━━━━━ GIVEN RECORDS ━━━━━

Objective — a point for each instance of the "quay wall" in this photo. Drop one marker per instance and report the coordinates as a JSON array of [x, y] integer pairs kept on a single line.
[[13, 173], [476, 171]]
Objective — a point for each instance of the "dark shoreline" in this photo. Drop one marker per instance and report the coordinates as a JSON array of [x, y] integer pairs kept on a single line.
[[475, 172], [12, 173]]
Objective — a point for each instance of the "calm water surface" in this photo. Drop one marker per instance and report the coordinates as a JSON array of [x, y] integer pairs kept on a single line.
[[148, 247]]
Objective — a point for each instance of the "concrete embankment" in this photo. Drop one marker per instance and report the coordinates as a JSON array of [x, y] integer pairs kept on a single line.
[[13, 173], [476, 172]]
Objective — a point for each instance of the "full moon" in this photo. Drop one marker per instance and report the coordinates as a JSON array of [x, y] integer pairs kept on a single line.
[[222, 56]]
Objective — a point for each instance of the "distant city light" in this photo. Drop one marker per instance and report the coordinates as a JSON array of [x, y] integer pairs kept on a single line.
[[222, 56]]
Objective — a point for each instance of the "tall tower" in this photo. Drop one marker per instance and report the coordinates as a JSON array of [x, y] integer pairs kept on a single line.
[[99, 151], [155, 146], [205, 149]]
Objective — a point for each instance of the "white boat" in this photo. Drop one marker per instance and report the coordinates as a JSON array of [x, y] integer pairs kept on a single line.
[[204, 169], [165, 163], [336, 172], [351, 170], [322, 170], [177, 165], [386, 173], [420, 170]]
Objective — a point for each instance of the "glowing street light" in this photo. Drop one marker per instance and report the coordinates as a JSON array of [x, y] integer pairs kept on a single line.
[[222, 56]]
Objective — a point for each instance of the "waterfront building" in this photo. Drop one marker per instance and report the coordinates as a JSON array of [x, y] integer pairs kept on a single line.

━━━━━

> [WHAT IS NEEDED]: Reproduce every single entry above exactly.

> [WRITTEN ANSWER]:
Objective — a point for each instance of the "quay wall" in this photo. Drop one marker per instance and report the coordinates as a JSON array of [x, y] integer pairs kept on a single line.
[[13, 173], [476, 171]]
Objective — a point for each instance of the "dark shoreline" in this photo. Drop one marker per instance and report the coordinates as a JSON array of [x, y] integer pairs kept on a single line.
[[475, 172], [12, 173]]
Objective — a point for each instance of the "calm water surface" in this photo. Drop one marker per instance and report the coordinates as a JSON array of [x, y] integer pairs kept on a single line.
[[148, 247]]
Objective — a point for each instance of the "concrete embankment" in this photo. Drop one marker per instance and report the coordinates as a JSON array of [x, y] integer pairs kept on a single line.
[[13, 173], [476, 172]]
Objective — a point for each instance of the "full moon" in this photo. Drop one marker per instance and report the coordinates as a JSON array of [x, y] integer pairs kept on a single line.
[[222, 56]]
Objective — a point for each instance of the "distant city light" in this photo. Drop one marker per instance and report the coordinates as a JSON array of [x, y] integer pairs kept on a single line.
[[222, 56]]
Objective — a point for each instance of the "tall tower" in this photo. Drop one marker per instance and report the coordinates as a JSON array of [x, y] integer pairs kept on a single line.
[[99, 151], [155, 146], [205, 149]]
Objective — a point for each instance of the "white boat" in this photo. Drop one marker per instance and report the coordinates as a JSON array of [x, y] integer pairs kept on a single line.
[[204, 169], [165, 163], [336, 172], [351, 170], [322, 170], [177, 165], [386, 173], [420, 170]]
Objective — a point for each instance of the "glowing street light" in this photo. Drop one marker per instance and report the coordinates as a JSON array of [x, y] integer pairs kept on a single line.
[[222, 56]]
Objective — a point for each instance of the "waterfront building" in this photo. Drop one marker per instance and report the coordinates as a JSON array of [x, y] integer pairs kept on a single line.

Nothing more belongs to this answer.